The copy has to match the records word for word and include no pictures.

*** SUPPLIED RECORDS Section Begins ***

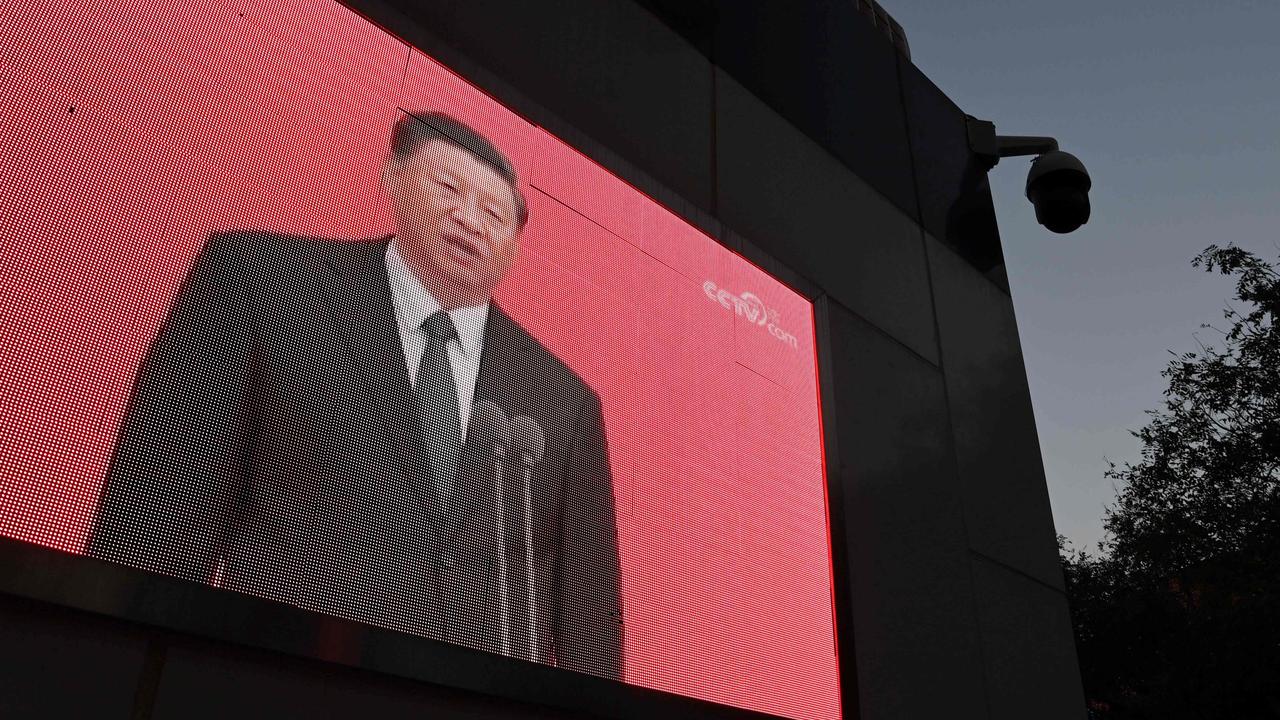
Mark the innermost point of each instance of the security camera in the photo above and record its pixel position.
(1057, 185)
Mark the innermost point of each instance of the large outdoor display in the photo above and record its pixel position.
(292, 310)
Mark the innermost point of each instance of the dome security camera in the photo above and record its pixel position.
(1057, 185)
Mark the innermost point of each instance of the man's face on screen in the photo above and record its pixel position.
(457, 222)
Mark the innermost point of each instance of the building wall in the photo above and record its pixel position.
(800, 137)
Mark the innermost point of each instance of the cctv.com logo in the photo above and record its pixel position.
(750, 309)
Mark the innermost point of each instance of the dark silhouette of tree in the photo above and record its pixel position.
(1179, 613)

*** SUPPLIED RECORDS Section Ends ***

**RESULT OF THE EXERCISE**
Mark the innermost point of each instance of the security camera in the photo above and record its pixel position.
(1057, 185)
Mark the innermost point of each instance of the large outdoor display in the photo above and record its pixel position.
(292, 310)
Mark the innermost point of each instance of the dome security camera in the photo above and record its pixel position.
(1057, 185)
Mark the innermost point of each instance of the man's face on screen in the photo above and record its pixel position.
(457, 222)
Mark the innermost point of each instance of the building wall in the photo above and record its pixel position.
(800, 137)
Mark the innermost point of each instance of the cctv.com logo in the photo above and record its pixel position.
(750, 309)
Mark the innermost point of each instance of the dark silhouette of tree in the photo above and record its pixel position.
(1179, 613)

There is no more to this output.